## DIRECTIONS
Lines with the word "surface" in them are the ones to copy from the records.

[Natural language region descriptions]

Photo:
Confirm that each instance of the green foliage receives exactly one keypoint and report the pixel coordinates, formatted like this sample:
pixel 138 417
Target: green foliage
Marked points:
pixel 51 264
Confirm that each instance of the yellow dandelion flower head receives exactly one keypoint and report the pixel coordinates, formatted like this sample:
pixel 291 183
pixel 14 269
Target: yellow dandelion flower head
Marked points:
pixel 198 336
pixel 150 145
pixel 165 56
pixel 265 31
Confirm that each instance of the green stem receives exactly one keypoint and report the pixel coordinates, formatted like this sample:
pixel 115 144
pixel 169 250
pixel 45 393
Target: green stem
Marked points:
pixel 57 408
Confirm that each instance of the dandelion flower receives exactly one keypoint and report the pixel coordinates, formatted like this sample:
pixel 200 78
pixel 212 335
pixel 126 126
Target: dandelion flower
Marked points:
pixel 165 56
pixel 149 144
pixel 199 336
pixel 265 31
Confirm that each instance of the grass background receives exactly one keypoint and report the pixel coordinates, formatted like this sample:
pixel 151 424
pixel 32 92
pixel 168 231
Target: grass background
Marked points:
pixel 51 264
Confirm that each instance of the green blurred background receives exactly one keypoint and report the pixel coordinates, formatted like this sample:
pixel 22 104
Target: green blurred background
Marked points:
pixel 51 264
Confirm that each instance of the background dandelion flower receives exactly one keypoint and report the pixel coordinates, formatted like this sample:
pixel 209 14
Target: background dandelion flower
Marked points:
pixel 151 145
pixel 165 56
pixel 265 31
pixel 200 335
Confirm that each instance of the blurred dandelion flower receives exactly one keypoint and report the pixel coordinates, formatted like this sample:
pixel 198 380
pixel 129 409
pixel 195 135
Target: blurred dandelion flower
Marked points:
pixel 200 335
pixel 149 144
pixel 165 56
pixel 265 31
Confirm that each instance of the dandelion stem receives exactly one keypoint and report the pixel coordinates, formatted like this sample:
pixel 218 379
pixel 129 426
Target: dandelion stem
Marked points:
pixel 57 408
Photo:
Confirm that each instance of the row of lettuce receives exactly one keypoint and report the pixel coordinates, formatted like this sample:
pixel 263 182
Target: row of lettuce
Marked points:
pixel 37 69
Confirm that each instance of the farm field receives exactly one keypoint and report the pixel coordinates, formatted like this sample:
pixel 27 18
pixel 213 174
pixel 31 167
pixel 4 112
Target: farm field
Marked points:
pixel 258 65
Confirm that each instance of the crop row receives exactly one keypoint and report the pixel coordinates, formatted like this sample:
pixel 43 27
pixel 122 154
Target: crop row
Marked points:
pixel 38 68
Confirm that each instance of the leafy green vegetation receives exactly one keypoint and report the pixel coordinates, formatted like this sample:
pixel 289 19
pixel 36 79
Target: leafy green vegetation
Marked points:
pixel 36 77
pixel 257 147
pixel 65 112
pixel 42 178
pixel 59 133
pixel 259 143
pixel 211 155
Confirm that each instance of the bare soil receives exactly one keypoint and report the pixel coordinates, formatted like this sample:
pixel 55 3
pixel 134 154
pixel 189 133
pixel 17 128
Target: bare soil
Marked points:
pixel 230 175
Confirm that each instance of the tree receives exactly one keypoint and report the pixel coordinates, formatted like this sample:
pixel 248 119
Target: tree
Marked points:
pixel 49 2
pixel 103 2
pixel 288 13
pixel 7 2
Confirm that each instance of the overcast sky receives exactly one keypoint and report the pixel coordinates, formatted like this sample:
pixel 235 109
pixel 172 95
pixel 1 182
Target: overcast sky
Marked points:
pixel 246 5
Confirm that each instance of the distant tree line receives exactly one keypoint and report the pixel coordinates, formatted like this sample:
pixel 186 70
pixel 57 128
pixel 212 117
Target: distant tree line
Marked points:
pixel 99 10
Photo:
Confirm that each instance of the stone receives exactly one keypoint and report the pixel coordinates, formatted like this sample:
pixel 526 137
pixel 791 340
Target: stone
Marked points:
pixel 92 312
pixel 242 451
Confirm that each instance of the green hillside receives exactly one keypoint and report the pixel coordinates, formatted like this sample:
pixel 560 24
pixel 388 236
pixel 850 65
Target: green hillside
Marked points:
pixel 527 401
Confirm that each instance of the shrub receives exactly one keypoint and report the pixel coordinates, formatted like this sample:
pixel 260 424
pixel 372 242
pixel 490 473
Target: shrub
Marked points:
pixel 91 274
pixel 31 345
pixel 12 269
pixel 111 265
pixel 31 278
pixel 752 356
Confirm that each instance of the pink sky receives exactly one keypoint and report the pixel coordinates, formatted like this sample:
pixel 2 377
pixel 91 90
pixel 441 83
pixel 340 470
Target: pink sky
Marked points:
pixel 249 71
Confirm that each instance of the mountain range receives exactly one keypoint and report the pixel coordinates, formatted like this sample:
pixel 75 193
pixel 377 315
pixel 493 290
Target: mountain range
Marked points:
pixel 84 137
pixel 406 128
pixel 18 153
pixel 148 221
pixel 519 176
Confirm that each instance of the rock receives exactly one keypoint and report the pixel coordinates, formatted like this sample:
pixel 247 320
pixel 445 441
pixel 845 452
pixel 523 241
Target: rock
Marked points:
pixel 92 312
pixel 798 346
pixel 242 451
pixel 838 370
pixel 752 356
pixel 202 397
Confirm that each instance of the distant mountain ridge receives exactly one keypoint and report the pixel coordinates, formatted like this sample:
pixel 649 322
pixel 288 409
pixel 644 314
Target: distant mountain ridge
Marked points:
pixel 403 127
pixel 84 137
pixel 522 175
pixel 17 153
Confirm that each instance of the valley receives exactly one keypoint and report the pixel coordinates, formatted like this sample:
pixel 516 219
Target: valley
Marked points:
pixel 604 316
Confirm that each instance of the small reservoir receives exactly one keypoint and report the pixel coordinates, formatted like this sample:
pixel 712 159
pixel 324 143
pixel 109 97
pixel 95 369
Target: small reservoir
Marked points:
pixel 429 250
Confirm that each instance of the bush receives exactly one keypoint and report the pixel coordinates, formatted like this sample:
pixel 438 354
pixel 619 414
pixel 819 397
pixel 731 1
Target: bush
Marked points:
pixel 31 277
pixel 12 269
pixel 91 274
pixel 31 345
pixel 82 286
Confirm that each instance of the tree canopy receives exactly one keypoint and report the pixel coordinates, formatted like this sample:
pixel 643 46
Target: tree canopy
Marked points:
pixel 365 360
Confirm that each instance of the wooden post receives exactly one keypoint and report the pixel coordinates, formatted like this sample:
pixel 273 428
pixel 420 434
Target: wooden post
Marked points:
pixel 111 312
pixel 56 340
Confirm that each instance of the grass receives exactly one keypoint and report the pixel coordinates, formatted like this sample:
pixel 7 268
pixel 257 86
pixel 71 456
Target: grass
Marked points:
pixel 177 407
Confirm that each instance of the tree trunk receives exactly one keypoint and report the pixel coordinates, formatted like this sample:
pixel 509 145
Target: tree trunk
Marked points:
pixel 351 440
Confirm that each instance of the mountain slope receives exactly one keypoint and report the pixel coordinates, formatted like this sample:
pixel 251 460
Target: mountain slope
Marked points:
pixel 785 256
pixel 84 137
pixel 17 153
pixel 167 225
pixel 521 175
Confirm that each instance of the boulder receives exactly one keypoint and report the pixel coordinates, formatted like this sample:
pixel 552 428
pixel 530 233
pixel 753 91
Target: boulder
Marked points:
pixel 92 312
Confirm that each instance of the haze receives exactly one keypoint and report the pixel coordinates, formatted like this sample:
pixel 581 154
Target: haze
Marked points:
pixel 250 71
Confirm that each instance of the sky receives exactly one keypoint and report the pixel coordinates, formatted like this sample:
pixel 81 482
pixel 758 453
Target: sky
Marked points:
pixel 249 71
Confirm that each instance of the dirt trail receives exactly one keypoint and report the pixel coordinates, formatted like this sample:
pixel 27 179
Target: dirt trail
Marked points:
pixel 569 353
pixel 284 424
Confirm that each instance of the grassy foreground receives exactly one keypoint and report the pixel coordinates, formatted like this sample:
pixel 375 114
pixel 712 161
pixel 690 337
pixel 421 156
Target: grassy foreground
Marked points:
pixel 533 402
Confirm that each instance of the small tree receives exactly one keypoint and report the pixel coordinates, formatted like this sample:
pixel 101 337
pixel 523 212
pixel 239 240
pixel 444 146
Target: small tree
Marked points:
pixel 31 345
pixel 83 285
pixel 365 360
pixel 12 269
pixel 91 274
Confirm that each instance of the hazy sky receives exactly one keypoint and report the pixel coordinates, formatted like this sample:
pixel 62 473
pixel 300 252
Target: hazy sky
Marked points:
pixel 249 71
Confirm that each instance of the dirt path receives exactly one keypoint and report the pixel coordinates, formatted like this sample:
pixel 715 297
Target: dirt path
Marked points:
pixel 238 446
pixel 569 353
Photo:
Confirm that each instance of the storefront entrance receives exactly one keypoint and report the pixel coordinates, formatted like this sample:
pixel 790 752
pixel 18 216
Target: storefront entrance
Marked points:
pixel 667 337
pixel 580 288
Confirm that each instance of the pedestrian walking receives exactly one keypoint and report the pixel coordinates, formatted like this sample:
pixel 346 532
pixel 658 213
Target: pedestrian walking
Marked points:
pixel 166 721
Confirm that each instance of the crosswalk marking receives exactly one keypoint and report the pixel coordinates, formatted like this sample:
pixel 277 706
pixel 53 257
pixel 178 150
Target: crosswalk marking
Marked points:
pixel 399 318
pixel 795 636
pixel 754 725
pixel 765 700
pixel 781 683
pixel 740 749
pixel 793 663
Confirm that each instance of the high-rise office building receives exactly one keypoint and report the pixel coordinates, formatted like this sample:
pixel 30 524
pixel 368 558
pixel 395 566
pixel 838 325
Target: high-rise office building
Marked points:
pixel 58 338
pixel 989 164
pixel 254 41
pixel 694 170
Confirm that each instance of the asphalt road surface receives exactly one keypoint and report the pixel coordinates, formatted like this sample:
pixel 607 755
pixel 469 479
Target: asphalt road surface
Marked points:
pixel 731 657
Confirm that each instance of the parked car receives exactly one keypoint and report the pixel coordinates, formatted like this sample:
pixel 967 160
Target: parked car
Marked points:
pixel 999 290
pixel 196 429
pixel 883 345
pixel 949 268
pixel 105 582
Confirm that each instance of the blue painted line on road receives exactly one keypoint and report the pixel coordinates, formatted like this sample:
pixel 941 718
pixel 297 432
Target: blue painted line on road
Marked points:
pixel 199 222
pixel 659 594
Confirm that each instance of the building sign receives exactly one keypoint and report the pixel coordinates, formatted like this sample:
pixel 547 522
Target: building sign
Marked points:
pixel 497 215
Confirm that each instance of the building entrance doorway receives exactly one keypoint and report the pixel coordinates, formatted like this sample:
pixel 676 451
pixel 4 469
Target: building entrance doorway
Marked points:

## RESULT
Confirm that each instance of the asphalt road surface receives exactly one keypoint and report the pixel coordinates, formatted like this sample:
Target: asphalt road surface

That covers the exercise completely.